◆ **Extract**:
▼

Mr. Munir Mengal was also tortured and his penis was severely injured when he refused to have sex with Zarina Marri. He told RSF, "on 27th January, 2007 at 6 pm Major Iqrar Gul Niazi (Military Intelligence) called me in his office and showed me some nude pictures, and laughingly told me that you have been a director of a TV channel so certainly you have good relations with actresses."
When he returned to his cell he found porn pictures strewn all over it. Around 12 pm a low-ranking military officer called Subedar brought a female there. She was trembling and weeping. "He threw her on my body and told me, 'You know what to do with her. You are not a child we have to tell what to do with her.'" Mr. Mengal says after half an hour the officer returned, and seeing them sitting apart, abused them and forcibly took off their clothes. Mengal said he was stunned when the woman began praying in the Balochi language. She told Mengal her name was Zarina Marri and that she belongs to the Kohlu area, headquarters of the rebel Marri tribe, a scene of a bloody insurgency that begun in 2005. She said she was a schoolteacher and that the army personnel had abducted her along with her one-year-old.
"They accuse us for spying for the Baluchistan Liberation Army," Zarina Marri said. She begged Mengal to kill her. “I have been undressed several times for them."

▲

◆ **Given records**:
▼

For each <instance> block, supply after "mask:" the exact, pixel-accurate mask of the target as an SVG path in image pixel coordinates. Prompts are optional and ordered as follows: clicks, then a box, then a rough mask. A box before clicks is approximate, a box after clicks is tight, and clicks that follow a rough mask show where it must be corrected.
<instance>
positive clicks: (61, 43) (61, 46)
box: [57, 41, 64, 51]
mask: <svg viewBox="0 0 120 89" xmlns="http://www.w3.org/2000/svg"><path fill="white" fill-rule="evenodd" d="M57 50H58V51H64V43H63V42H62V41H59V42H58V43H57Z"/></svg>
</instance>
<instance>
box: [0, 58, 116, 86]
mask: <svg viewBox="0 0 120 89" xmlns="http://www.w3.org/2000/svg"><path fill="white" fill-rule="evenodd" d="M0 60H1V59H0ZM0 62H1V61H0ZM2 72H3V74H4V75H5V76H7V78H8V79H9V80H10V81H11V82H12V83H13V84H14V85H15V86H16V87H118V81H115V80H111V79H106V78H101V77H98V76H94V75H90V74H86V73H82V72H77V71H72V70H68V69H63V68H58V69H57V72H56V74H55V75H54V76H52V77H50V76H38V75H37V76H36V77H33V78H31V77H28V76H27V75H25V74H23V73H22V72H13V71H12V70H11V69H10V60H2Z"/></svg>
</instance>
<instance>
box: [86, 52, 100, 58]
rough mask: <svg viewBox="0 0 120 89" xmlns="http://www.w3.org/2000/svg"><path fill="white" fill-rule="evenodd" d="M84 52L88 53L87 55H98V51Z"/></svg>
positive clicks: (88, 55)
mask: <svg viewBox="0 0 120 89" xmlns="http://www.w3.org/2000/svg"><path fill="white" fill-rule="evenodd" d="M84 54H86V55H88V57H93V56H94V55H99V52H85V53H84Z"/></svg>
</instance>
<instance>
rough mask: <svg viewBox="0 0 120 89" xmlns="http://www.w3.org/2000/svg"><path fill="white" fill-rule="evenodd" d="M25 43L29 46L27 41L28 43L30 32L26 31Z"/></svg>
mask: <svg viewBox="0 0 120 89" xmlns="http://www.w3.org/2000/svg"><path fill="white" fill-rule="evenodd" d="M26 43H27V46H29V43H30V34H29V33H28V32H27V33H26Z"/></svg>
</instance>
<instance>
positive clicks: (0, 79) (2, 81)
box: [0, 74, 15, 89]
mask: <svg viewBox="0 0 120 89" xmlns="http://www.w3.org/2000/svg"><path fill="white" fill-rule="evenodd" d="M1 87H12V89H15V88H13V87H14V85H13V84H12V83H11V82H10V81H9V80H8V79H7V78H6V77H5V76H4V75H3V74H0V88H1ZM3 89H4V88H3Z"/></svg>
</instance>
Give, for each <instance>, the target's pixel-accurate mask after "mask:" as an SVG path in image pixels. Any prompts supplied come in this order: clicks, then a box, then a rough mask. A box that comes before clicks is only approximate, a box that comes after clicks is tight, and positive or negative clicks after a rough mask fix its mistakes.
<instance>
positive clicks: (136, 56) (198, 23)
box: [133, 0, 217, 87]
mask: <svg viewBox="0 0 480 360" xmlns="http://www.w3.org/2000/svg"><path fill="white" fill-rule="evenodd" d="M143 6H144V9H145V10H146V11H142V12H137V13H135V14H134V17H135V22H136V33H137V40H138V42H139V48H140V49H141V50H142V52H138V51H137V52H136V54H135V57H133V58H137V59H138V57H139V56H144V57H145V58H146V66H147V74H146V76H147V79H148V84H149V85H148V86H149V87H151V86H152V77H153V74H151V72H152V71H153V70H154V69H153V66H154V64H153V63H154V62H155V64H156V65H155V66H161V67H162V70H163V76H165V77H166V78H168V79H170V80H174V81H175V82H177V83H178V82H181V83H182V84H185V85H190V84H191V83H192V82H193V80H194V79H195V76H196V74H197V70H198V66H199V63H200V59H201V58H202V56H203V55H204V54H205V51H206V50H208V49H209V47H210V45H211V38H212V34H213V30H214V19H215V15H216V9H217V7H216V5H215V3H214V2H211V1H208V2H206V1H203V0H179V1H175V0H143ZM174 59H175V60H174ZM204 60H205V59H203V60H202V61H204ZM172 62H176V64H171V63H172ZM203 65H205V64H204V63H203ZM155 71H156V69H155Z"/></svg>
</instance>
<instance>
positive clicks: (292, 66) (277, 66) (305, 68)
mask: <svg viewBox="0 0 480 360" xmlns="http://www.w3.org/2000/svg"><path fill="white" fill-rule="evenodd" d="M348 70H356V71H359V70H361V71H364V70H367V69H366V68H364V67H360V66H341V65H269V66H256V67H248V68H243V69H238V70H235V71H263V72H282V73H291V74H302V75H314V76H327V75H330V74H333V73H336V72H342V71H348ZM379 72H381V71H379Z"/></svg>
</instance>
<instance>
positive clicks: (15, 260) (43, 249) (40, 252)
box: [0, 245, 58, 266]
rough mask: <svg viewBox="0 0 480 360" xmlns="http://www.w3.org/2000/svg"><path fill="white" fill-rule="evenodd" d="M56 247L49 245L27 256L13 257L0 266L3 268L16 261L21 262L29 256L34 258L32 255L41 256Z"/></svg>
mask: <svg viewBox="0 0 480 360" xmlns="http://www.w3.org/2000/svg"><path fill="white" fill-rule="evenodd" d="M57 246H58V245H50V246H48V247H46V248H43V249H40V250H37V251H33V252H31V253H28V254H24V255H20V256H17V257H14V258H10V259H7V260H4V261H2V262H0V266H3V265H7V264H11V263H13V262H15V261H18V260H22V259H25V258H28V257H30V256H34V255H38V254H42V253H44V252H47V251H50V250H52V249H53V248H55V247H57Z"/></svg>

▲

◆ **What you will do**:
a: Duplicate the passage about Munir Mengal word for word, in full.
b: In the records, take the lines from the one containing "247L49 245L27 256L13" through the end of the records and change "rough mask" to "coarse mask". Write out only those lines, leaving everything else in them unchanged.
The records are unrelated to the passage.

◆ **Activity answers**:
a:
Mr. Munir Mengal was also tortured and his penis was severely injured when he refused to have sex with Zarina Marri. He told RSF, "on 27th January, 2007 at 6 pm Major Iqrar Gul Niazi (Military Intelligence) called me in his office and showed me some nude pictures, and laughingly told me that you have been a director of a TV channel so certainly you have good relations with actresses."
When he returned to his cell he found porn pictures strewn all over it. Around 12 pm a low-ranking military officer called Subedar brought a female there. She was trembling and weeping. "He threw her on my body and told me, 'You know what to do with her. You are not a child we have to tell what to do with her.'" Mr. Mengal says after half an hour the officer returned, and seeing them sitting apart, abused them and forcibly took off their clothes. Mengal said he was stunned when the woman began praying in the Balochi language. She told Mengal her name was Zarina Marri and that she belongs to the Kohlu area, headquarters of the rebel Marri tribe, a scene of a bloody insurgency that begun in 2005. She said she was a schoolteacher and that the army personnel had abducted her along with her one-year-old.
"They accuse us for spying for the Baluchistan Liberation Army," Zarina Marri said. She begged Mengal to kill her. “I have been undressed several times for them."

b:
coarse mask: <svg viewBox="0 0 480 360" xmlns="http://www.w3.org/2000/svg"><path fill="white" fill-rule="evenodd" d="M56 247L49 245L27 256L13 257L0 266L3 268L16 261L21 262L29 256L34 258L32 255L41 256Z"/></svg>
mask: <svg viewBox="0 0 480 360" xmlns="http://www.w3.org/2000/svg"><path fill="white" fill-rule="evenodd" d="M57 246H58V245H50V246H48V247H46V248H43V249H40V250H37V251H33V252H31V253H28V254H24V255H20V256H17V257H14V258H10V259H7V260H4V261H2V262H0V266H3V265H7V264H11V263H13V262H15V261H18V260H22V259H25V258H28V257H30V256H34V255H38V254H42V253H44V252H47V251H50V250H52V249H53V248H55V247H57Z"/></svg>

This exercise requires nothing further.